> **What you should do**
Reproduce each entry below exactly, without omitting any.

Records to use START

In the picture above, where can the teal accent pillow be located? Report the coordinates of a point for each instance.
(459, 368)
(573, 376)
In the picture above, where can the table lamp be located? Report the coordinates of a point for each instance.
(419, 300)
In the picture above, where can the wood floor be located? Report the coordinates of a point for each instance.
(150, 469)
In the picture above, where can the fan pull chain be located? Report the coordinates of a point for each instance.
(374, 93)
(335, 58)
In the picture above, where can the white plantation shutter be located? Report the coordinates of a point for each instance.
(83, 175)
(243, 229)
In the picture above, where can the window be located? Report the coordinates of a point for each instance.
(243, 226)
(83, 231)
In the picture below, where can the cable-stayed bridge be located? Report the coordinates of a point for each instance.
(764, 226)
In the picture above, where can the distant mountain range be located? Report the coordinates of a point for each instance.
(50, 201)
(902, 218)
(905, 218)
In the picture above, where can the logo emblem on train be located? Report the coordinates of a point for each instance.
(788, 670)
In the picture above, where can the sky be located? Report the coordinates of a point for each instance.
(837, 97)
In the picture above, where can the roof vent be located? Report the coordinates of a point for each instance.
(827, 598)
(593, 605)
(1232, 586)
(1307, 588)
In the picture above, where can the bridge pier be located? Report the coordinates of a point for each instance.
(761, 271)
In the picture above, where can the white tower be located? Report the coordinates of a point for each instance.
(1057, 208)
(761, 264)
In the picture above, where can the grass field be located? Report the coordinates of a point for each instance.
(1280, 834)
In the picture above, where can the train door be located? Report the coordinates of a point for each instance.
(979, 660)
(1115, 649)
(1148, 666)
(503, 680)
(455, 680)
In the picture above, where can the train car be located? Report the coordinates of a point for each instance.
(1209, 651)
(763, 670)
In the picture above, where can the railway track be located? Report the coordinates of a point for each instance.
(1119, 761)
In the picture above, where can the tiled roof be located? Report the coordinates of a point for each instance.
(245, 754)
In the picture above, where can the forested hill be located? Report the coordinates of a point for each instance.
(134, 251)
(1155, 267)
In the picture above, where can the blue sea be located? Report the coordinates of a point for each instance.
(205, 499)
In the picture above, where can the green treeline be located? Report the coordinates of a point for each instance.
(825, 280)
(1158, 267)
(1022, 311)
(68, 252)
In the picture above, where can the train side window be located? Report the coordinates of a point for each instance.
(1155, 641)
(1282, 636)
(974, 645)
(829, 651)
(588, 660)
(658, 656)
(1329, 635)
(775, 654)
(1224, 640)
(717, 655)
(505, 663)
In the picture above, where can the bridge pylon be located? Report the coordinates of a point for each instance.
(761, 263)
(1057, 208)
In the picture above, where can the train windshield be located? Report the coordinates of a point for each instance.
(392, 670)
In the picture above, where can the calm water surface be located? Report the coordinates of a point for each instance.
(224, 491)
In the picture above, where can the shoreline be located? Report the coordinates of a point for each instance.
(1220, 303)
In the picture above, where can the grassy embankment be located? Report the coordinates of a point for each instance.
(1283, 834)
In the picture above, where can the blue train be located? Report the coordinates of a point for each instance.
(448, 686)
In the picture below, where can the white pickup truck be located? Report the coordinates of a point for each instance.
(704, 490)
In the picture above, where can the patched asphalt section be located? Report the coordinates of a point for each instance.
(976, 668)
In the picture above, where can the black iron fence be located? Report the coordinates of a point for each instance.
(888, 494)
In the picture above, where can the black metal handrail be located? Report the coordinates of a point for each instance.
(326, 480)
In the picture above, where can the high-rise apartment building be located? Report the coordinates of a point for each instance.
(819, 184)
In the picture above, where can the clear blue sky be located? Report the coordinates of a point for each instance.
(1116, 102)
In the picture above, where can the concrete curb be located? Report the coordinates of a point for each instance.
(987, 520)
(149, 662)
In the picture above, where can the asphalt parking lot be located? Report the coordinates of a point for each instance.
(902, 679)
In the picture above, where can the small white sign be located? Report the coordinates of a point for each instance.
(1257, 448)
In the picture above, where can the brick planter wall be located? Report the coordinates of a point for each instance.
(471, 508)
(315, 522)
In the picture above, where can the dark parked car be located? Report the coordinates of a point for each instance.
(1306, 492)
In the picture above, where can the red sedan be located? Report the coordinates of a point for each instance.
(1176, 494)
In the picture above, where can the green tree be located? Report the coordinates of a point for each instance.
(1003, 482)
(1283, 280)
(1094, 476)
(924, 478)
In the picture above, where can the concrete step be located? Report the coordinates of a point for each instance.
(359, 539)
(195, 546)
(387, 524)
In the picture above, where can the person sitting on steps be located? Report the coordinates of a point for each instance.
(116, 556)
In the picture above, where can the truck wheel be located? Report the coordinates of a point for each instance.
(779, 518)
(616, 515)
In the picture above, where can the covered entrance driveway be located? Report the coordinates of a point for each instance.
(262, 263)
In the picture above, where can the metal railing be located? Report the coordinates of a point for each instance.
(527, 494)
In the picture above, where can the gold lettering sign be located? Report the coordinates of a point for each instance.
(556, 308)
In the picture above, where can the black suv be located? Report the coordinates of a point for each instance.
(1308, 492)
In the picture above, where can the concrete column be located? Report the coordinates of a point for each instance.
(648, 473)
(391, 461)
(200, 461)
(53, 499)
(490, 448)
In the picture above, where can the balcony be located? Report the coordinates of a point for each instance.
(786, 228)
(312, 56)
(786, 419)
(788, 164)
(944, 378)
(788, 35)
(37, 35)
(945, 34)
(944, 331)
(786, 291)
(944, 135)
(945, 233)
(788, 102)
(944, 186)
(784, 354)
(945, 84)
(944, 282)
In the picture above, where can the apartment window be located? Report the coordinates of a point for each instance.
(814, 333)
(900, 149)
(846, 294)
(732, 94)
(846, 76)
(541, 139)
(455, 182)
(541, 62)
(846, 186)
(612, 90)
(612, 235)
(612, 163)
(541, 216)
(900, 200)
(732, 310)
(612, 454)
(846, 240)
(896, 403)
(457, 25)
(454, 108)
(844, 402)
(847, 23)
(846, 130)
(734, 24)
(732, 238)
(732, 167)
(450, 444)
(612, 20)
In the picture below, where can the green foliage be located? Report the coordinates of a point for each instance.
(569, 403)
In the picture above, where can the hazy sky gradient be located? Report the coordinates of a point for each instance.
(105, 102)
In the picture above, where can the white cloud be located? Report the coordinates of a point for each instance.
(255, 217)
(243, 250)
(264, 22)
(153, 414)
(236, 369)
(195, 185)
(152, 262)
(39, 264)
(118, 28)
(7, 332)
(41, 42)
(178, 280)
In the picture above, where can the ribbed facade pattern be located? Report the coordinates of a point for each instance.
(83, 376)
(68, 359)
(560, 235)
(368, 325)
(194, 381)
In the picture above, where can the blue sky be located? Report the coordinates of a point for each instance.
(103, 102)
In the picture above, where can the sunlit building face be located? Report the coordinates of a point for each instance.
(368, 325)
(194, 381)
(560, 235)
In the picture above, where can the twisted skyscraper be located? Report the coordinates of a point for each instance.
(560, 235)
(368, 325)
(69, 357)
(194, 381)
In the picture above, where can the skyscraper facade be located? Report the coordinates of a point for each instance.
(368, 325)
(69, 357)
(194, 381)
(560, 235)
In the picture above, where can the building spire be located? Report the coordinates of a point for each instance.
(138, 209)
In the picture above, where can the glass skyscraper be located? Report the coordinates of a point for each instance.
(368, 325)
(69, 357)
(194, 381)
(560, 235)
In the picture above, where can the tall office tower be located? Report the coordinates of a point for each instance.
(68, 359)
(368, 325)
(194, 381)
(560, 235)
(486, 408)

Records to use END

> **Output of the exercise**
In the picture above, where can the teal accent pillow be located? Report the coordinates of a point for each instance.
(459, 368)
(573, 376)
In the picture above, where can the table lamp be located? Report the coordinates of a point for each instance.
(419, 300)
In the picture above, where can the wood floor be located? Report the coordinates of a point for each instance.
(150, 469)
In the picture above, where can the fan pull chain be located? Report the coordinates of a point for each instance.
(374, 93)
(335, 58)
In the picture above, where can the white plantation shutter be located? Report the coordinates of a point for each instance.
(83, 175)
(243, 229)
In the picture above, where can the window be located? Report the coordinates of a point for each instance.
(243, 226)
(83, 231)
In the picture below, where can the cable-stayed bridge be located? Report the coordinates of a point for each instance.
(764, 226)
In the picture above, where can the distant mountain range be located? Report the coordinates of a point for each instance.
(50, 201)
(902, 218)
(905, 218)
In the picture above, where can the logo emblem on train be located? Report the coordinates of a point for each instance.
(788, 670)
In the picture above, where can the sky be located? Report the coordinates of a point for each instance.
(837, 97)
In the picture above, where can the roof vent be located? Report the coordinates of a point for each instance.
(827, 598)
(593, 605)
(1232, 586)
(1307, 588)
In the picture above, where can the bridge pier be located? Report the coordinates of a point for each instance.
(761, 271)
In the picture above, where can the white tower be located? Report the coordinates of a point for each instance.
(1057, 208)
(761, 264)
In the picture above, where can the grass field be located? Report the coordinates of a point for each instance.
(1280, 834)
In the picture above, where can the train door be located? Report the coordinates of a point for each instance.
(979, 660)
(1115, 649)
(1148, 666)
(503, 680)
(455, 680)
In the picture above, where can the train car be located? Report the coordinates of a point for each instance.
(1209, 651)
(763, 670)
In the picture above, where can the railway track be located? Report the coordinates of a point for each instance.
(1119, 761)
In the picture above, where can the tiled roof be located? Report the coordinates of a point for each instance.
(245, 754)
In the picture above, where can the forested hill be located? Report the coordinates of a point for each instance.
(134, 251)
(1155, 267)
In the picture above, where can the blue sea be located? Report the coordinates of a point for each instance.
(205, 499)
In the picture above, where can the green treeline be located? Report the coordinates of a point for each instance.
(825, 280)
(1158, 267)
(1022, 311)
(68, 252)
In the picture above, where can the train side window be located? Report the coordinates of a point for each instance.
(1155, 641)
(1282, 636)
(974, 645)
(829, 651)
(588, 660)
(658, 656)
(1329, 635)
(775, 654)
(1224, 640)
(717, 655)
(505, 663)
In the picture above, where can the bridge pylon be located? Report the coordinates of a point for each instance.
(761, 263)
(1057, 208)
In the picture above, where can the train windshield be located? Report the coordinates of a point for each instance.
(392, 670)
In the picture above, where can the calm water surface be located? Report the coordinates of a point for each instance.
(224, 491)
In the picture above, where can the shoreline be located? Report the coordinates of a point for each instance.
(1220, 303)
In the picture above, where can the grassy embankment be located? Report the coordinates of a point for each instance.
(1283, 834)
In the picture above, where can the blue train be located? Report the coordinates of a point for each instance.
(448, 686)
In the picture below, where can the white pickup truck be located? Report the coordinates of a point for each instance.
(704, 490)
In the picture above, where can the patched asphalt section be located? Report the coordinates of a point for each instance.
(976, 668)
In the picture above, where can the black iron fence be located? Report the coordinates of a point for each instance.
(888, 494)
In the picture above, where can the black metal handrail be located? Report the coordinates of a point for each instance.
(326, 480)
In the picture above, where can the high-rise apartment building be located? Report the coordinates of a point for each instance.
(819, 184)
In the picture above, where can the clear blue sky be located? Report the coordinates of a point for each instance.
(1116, 102)
In the picture above, where can the concrete curb be located? Report the coordinates of a point for each instance.
(987, 520)
(149, 662)
In the picture above, where can the asphalt parking lot be located? Report the coordinates of a point for each instance.
(902, 679)
In the picture above, where can the small white sign be located? Report the coordinates of a point for each instance.
(1257, 448)
In the picture above, where can the brick planter wall be located? Report the coordinates of a point for each instance.
(471, 508)
(315, 522)
In the picture above, where can the dark parked car be located? Report the coordinates of a point for each instance.
(1306, 492)
In the picture above, where can the red sedan be located? Report the coordinates of a point for each instance.
(1176, 494)
In the picture above, where can the green tree be located? Report the coordinates of a point for each instance.
(1003, 482)
(1283, 280)
(1094, 476)
(924, 478)
In the picture above, where can the concrete step be located? Report the coordinates of a point for each instance.
(359, 539)
(195, 546)
(387, 524)
In the picture above, where can the person sitting on steps be located? Report the coordinates of a point for each instance.
(116, 556)
In the picture above, where can the truck wheel be located? Report the coordinates of a point for each instance.
(779, 518)
(616, 515)
In the picture above, where can the covered entrance driveway be located? Report the coordinates of a point for each instance.
(262, 263)
In the picture above, where can the metal railing be located? Report the coordinates of a point for each instance.
(527, 494)
In the picture above, where can the gold lettering sign be located? Report the coordinates of a point for each instance.
(556, 308)
In the picture above, where can the black suv be located? Report the coordinates of a point for each instance.
(1308, 492)
In the picture above, where can the concrete column be located? Report the coordinates of a point for each instance.
(648, 473)
(391, 461)
(200, 461)
(53, 499)
(490, 448)
In the picture above, where can the balcony be located? Report the coordinates of a point for each instance.
(786, 228)
(312, 56)
(786, 419)
(788, 164)
(944, 378)
(788, 35)
(37, 35)
(945, 34)
(944, 331)
(786, 291)
(944, 135)
(945, 233)
(788, 102)
(944, 186)
(784, 354)
(945, 84)
(944, 282)
In the picture above, where can the apartment window be located? Report the coordinates of a point for each instance.
(814, 333)
(900, 149)
(846, 294)
(732, 94)
(846, 76)
(541, 139)
(455, 182)
(541, 62)
(846, 186)
(612, 90)
(612, 235)
(612, 163)
(541, 216)
(900, 200)
(732, 310)
(612, 454)
(846, 240)
(896, 403)
(457, 25)
(454, 108)
(844, 402)
(847, 23)
(846, 130)
(734, 24)
(732, 238)
(732, 167)
(450, 444)
(612, 20)
In the picture below, where can the green foliage be located? Report the coordinates of a point for each instance.
(569, 403)
In the picture above, where can the hazy sky gradient be located? Report the coordinates of a point for each instance.
(105, 102)
In the picture above, where can the white cloud be located? Report the coordinates of a point for each instance.
(255, 217)
(243, 250)
(264, 22)
(153, 414)
(236, 369)
(195, 185)
(152, 262)
(39, 264)
(118, 28)
(7, 332)
(41, 42)
(178, 280)
In the picture above, where can the ribbed facade pattern be located? Report the coordinates of a point for each instance.
(83, 376)
(68, 359)
(560, 235)
(368, 325)
(194, 381)
In the picture above, where can the blue sky be located? Report the coordinates of a point for each instance.
(103, 102)
In the picture above, where can the sunlit building face be located? Report the coordinates of a point for each instance.
(368, 325)
(194, 381)
(560, 235)
In the picture above, where can the twisted skyscraper be located? Report the coordinates of a point for each instance.
(560, 235)
(368, 325)
(69, 357)
(194, 381)
In the picture above, where can the skyscraper facade be located? Report the coordinates of a point for each instance.
(368, 325)
(69, 357)
(194, 381)
(560, 235)
In the picture above, where can the building spire be located? Report the coordinates of a point for each instance.
(138, 209)
In the picture above, where can the glass skyscraper be located? Report the coordinates of a point for each instance.
(368, 325)
(69, 357)
(194, 381)
(560, 235)
In the picture above, where can the tall office tower be located? Report the coordinates of a point for each instance.
(68, 359)
(368, 325)
(194, 381)
(560, 235)
(486, 408)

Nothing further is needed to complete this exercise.